## WORK ITEM:
Starting from the line containing "Query: roof ridge", write out the rest of the entries exactly, through the final line, including nothing else.

---------- GIVEN RECORDS

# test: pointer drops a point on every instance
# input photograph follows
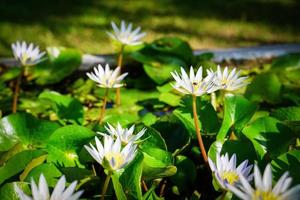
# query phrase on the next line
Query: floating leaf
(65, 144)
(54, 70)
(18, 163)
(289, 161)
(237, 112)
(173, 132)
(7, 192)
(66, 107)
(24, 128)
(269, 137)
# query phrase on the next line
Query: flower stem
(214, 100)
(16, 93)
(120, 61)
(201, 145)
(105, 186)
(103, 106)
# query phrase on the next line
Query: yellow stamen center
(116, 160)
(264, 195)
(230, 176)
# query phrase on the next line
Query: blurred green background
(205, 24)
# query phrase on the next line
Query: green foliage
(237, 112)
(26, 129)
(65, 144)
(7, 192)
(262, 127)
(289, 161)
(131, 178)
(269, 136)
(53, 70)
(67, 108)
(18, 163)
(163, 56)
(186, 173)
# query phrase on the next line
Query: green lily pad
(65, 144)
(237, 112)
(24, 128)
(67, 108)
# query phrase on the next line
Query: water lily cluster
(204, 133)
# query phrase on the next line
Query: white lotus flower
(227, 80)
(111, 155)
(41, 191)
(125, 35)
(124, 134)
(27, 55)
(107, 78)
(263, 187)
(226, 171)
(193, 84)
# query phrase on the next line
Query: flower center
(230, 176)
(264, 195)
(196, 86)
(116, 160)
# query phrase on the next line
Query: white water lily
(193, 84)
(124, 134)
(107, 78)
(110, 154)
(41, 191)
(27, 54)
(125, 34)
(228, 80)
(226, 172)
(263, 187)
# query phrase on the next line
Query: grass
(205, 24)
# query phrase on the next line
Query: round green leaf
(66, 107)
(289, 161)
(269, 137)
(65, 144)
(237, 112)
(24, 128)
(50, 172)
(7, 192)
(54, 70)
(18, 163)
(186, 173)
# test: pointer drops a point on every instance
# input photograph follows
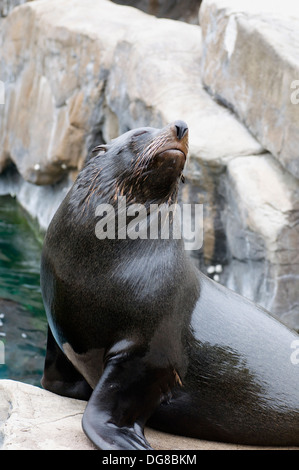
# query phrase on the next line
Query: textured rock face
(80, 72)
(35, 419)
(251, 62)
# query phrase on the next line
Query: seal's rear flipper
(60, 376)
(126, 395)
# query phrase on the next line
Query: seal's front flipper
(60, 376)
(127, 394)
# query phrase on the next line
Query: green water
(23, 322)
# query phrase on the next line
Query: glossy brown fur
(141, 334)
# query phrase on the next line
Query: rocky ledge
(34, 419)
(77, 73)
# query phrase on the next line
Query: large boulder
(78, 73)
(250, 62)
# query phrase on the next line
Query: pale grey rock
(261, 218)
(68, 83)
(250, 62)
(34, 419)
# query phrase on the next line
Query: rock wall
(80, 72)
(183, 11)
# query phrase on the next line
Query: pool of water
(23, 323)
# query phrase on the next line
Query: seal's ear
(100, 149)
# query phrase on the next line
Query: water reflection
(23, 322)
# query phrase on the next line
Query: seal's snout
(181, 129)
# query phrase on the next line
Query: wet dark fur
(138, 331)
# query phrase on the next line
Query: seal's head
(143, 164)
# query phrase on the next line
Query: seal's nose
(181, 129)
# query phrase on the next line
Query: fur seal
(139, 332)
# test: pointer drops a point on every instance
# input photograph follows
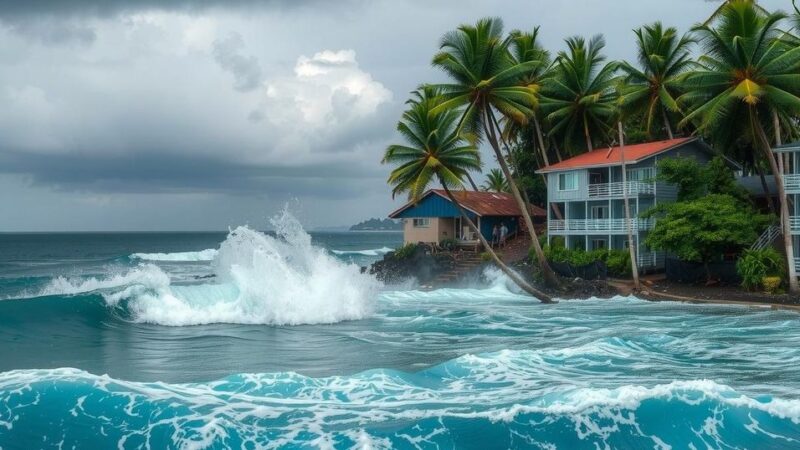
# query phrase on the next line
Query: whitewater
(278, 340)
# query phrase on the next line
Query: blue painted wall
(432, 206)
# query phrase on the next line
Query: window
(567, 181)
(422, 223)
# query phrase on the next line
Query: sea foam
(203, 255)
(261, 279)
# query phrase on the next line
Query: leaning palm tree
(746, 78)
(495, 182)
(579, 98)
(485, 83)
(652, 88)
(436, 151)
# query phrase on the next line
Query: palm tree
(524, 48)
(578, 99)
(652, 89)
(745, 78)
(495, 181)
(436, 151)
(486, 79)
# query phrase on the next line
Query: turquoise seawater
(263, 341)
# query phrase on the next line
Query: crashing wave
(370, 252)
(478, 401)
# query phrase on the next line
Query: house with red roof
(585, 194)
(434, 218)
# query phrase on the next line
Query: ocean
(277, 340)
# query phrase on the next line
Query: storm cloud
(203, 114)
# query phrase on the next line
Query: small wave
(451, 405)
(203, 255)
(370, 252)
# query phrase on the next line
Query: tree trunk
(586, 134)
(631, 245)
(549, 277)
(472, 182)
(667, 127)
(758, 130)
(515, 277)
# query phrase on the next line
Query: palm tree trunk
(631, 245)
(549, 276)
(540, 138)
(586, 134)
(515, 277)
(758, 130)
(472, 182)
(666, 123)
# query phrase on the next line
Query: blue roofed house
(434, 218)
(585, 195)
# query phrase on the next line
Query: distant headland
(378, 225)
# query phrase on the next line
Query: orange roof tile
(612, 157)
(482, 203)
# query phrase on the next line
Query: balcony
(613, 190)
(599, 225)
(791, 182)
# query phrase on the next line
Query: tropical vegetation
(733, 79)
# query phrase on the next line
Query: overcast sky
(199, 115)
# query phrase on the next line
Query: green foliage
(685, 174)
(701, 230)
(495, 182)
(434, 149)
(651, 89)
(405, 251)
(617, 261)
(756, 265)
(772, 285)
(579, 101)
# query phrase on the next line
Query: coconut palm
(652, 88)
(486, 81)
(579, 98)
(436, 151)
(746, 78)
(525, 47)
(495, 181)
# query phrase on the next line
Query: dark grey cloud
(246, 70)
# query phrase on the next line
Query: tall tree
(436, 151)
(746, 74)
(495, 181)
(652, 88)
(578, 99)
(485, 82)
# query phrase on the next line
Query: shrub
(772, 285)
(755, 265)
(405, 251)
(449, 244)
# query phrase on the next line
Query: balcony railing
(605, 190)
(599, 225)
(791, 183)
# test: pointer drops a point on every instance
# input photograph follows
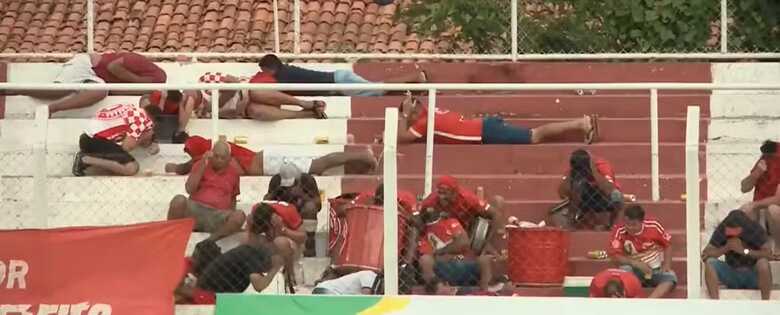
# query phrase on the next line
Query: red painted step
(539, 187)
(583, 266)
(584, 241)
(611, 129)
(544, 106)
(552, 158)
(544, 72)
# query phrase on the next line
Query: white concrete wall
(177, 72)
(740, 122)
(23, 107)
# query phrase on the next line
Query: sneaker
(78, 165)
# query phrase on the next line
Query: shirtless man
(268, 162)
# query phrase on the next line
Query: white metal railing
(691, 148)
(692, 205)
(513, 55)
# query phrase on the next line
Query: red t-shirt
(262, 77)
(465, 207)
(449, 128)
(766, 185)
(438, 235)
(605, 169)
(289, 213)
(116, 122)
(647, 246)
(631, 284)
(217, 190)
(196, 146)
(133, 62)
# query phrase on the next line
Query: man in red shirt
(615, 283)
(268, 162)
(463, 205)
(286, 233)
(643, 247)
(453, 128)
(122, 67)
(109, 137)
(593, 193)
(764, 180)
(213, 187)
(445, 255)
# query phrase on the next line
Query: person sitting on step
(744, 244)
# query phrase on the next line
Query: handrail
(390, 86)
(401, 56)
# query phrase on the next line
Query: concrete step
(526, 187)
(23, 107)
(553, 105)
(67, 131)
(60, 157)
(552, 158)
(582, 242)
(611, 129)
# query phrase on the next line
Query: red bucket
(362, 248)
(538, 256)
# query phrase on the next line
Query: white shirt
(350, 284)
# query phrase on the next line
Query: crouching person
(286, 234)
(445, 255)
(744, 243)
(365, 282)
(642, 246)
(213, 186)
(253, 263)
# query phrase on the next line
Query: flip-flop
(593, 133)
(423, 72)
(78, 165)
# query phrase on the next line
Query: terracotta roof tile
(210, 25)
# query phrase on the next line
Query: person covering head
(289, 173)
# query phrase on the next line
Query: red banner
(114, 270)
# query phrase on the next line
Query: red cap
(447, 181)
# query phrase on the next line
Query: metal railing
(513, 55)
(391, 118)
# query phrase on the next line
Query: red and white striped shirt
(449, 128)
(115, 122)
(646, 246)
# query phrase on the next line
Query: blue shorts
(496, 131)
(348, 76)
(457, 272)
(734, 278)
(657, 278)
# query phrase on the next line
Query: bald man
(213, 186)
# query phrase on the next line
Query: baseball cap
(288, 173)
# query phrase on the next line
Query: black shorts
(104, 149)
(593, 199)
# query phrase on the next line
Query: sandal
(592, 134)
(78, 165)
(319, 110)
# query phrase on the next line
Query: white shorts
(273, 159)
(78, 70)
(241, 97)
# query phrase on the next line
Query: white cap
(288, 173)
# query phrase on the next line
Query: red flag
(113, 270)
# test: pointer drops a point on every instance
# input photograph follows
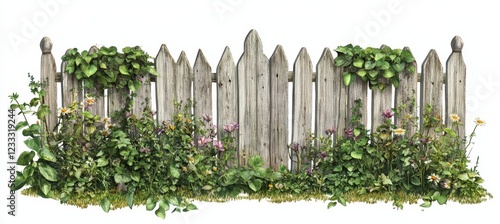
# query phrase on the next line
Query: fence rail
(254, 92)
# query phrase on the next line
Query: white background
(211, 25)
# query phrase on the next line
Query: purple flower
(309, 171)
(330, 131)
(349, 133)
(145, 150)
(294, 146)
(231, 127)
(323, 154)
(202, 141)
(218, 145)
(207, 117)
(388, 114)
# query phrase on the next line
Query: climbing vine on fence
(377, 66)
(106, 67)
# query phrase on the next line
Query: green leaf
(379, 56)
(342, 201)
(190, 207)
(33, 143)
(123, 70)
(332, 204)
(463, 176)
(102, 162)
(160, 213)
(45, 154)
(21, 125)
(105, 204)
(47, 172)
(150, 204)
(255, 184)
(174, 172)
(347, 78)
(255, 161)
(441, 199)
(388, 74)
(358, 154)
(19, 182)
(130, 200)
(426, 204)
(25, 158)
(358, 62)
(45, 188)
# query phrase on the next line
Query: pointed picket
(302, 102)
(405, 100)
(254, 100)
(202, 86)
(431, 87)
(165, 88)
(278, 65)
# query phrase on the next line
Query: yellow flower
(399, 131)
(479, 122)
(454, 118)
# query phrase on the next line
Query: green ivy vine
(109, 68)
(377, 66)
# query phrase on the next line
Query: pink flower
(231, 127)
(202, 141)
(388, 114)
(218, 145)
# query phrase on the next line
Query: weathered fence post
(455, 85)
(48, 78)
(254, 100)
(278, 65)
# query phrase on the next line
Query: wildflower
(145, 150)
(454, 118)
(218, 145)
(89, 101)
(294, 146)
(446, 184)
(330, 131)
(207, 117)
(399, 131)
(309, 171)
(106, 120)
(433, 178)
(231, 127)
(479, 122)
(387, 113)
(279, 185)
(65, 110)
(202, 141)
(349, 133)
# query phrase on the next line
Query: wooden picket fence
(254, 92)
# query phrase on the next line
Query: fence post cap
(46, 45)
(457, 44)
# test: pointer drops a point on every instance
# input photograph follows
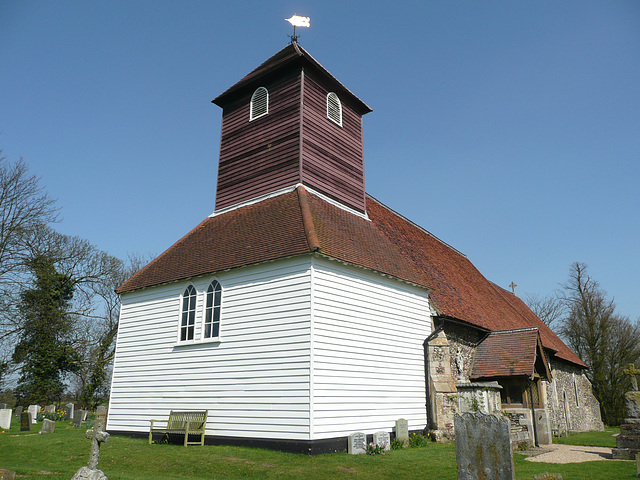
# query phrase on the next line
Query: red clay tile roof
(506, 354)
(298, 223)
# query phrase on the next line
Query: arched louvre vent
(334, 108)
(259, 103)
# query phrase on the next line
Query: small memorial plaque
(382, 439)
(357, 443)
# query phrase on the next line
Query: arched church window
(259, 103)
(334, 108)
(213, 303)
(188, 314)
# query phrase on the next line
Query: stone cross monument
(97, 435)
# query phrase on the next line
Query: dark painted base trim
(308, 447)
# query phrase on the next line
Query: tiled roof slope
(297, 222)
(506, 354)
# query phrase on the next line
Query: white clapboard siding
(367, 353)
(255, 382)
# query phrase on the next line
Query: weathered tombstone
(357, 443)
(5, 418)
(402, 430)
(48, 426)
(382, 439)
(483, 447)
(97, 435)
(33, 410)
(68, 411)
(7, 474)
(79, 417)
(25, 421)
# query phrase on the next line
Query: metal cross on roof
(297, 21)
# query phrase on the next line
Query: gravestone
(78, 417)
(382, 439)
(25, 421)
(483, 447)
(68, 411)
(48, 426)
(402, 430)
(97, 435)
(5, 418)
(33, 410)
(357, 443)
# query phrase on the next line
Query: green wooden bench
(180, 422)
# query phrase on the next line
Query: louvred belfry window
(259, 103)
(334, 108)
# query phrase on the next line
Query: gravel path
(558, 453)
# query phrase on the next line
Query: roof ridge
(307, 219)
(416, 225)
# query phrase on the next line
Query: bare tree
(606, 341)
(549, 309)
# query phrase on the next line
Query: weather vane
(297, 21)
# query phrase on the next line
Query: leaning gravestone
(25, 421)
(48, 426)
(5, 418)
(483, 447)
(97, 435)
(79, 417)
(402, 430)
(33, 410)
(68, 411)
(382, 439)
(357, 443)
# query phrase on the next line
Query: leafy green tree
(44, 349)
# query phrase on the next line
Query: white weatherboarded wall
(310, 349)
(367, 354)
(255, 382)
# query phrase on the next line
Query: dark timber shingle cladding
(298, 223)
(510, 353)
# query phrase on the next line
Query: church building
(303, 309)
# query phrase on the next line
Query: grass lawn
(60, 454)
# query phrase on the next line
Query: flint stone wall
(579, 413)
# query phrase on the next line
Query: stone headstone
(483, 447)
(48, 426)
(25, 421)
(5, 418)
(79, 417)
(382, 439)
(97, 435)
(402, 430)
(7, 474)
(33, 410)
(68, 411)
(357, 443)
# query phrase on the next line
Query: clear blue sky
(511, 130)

--------------------

## WRITTEN RESPONSE:
Query: roof ridge
(307, 219)
(416, 225)
# query phrase on the next line
Query: bare tree
(606, 341)
(549, 309)
# query phrase on the next line
Query: weather vane
(297, 21)
# query phrase on the next line
Query: leaning gravestone
(25, 421)
(48, 426)
(5, 418)
(483, 447)
(97, 435)
(79, 417)
(402, 430)
(33, 410)
(68, 411)
(382, 439)
(357, 443)
# query phrase on the next line
Query: leafy green tree
(44, 349)
# query phrase on the next line
Query: white weatherboarded wall
(310, 349)
(367, 354)
(255, 382)
# query phrase on the next line
Query: dark timber shingle cladding
(298, 223)
(510, 353)
# query phrase on the next line
Query: church building
(303, 309)
# query phrase on the next line
Query: grass lawn
(60, 454)
# query phrase on the next line
Query: flint stone wall
(579, 413)
# query phrase on the next line
Query: stone headstone
(483, 447)
(48, 426)
(25, 421)
(5, 418)
(79, 417)
(382, 439)
(97, 435)
(402, 430)
(7, 474)
(33, 410)
(68, 411)
(357, 443)
# query phrase on the next line
Query: clear blue sky
(511, 130)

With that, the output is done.